──────── Input

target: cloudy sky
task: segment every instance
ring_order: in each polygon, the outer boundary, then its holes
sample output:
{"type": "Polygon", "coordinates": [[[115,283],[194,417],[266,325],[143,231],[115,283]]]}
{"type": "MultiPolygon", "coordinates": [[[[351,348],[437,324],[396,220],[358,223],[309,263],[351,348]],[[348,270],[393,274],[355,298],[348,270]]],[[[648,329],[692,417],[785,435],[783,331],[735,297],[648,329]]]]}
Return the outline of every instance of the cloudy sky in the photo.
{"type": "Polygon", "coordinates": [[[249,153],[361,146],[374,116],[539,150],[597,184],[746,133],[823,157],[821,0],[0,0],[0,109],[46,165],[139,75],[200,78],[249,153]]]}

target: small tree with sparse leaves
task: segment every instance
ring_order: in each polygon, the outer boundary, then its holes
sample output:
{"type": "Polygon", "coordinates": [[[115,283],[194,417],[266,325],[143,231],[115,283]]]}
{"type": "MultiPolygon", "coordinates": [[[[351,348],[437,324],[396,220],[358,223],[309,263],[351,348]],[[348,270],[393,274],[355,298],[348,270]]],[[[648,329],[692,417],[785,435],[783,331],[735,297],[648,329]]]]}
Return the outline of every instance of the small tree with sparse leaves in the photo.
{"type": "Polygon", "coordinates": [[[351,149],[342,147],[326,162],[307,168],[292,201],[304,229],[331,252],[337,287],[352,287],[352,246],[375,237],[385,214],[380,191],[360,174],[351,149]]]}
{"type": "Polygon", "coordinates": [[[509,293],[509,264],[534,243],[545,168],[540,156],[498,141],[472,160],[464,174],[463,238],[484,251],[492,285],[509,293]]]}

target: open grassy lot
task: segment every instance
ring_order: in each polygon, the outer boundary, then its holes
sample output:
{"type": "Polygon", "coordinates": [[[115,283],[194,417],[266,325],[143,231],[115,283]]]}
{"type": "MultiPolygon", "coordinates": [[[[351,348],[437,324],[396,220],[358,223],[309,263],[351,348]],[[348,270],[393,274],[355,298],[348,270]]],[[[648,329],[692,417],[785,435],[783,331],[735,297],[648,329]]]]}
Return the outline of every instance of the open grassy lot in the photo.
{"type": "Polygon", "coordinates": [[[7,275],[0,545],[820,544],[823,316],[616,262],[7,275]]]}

────────────────

Rewrite the listing above, replacing every occurrence of "outer boundary" with "exterior ring" and leaving all other text unchanged.

### [Output of the task]
target: cloudy sky
task: segment every instance
ring_order: in each polygon, the exterior ring, then its holes
sample output:
{"type": "Polygon", "coordinates": [[[115,283],[194,417],[266,325],[143,231],[115,283]]]}
{"type": "MultiPolygon", "coordinates": [[[[351,348],[437,324],[396,220],[358,223],[309,263],[351,348]],[[348,270],[393,274],[355,298],[348,270]]],[[[648,329],[692,417],[785,435],[783,331],[735,297],[648,329]]]]}
Return the outline of every instance of the cloudy sky in the photo.
{"type": "Polygon", "coordinates": [[[249,153],[361,146],[374,116],[539,150],[597,184],[746,133],[823,157],[821,0],[0,0],[0,109],[46,165],[139,75],[200,78],[249,153]]]}

target: small tree with sparse leaves
task: segment every instance
ring_order: in each polygon, the exterior ring, then its holes
sample output:
{"type": "Polygon", "coordinates": [[[115,283],[194,417],[266,325],[143,231],[115,283]]]}
{"type": "MultiPolygon", "coordinates": [[[[351,348],[437,324],[396,220],[358,223],[309,263],[351,348]],[[348,270],[393,274],[355,298],[348,270]]],[[[648,329],[692,417],[785,435],[783,331],[735,297],[648,329]]]]}
Return the outline of every instance of the small tree with sparse leaves in the photo.
{"type": "Polygon", "coordinates": [[[351,149],[342,147],[326,162],[307,168],[292,201],[304,229],[331,252],[337,287],[352,287],[352,246],[375,237],[385,214],[380,191],[360,174],[351,149]]]}
{"type": "Polygon", "coordinates": [[[509,293],[509,264],[534,243],[545,168],[540,156],[498,141],[472,160],[464,174],[463,238],[484,251],[492,285],[509,293]]]}

target: open grassy lot
task: segment every instance
ring_order: in each polygon, the exterior ring, then its holes
sample output:
{"type": "Polygon", "coordinates": [[[115,283],[194,417],[266,325],[143,231],[115,283]]]}
{"type": "MultiPolygon", "coordinates": [[[[351,348],[437,324],[396,220],[358,223],[309,263],[351,348]],[[348,270],[393,274],[355,298],[348,270]]],[[[648,329],[692,417],[785,435],[783,331],[735,297],[648,329]]]]}
Return the outline of every instance of the open grassy lot in the photo.
{"type": "Polygon", "coordinates": [[[7,275],[0,545],[820,544],[823,316],[616,262],[7,275]]]}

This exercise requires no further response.